> [Working data]
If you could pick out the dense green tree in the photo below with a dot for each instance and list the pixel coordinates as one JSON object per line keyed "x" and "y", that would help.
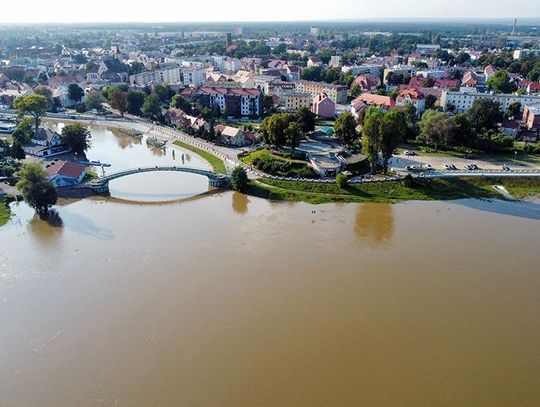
{"x": 273, "y": 128}
{"x": 33, "y": 105}
{"x": 484, "y": 114}
{"x": 514, "y": 110}
{"x": 164, "y": 93}
{"x": 393, "y": 131}
{"x": 24, "y": 131}
{"x": 345, "y": 128}
{"x": 37, "y": 190}
{"x": 47, "y": 92}
{"x": 435, "y": 129}
{"x": 239, "y": 179}
{"x": 371, "y": 136}
{"x": 293, "y": 135}
{"x": 77, "y": 137}
{"x": 152, "y": 108}
{"x": 179, "y": 102}
{"x": 430, "y": 101}
{"x": 306, "y": 120}
{"x": 500, "y": 83}
{"x": 75, "y": 92}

> [Your task] Reproduce the entries above with "dense green tree" replaced by "leafy green tree" and everything else unchanged, leaving out the pictures.

> [Response]
If you could pick out the leafy green tree in the photo below with a dot for each instance and list the pixel coordinates as one JSON object per line keyed "x" and "y", that would help.
{"x": 273, "y": 128}
{"x": 33, "y": 105}
{"x": 484, "y": 114}
{"x": 514, "y": 110}
{"x": 164, "y": 93}
{"x": 393, "y": 131}
{"x": 24, "y": 131}
{"x": 345, "y": 128}
{"x": 37, "y": 190}
{"x": 47, "y": 92}
{"x": 435, "y": 129}
{"x": 239, "y": 179}
{"x": 371, "y": 136}
{"x": 293, "y": 135}
{"x": 77, "y": 137}
{"x": 152, "y": 108}
{"x": 179, "y": 102}
{"x": 430, "y": 101}
{"x": 306, "y": 120}
{"x": 500, "y": 83}
{"x": 75, "y": 92}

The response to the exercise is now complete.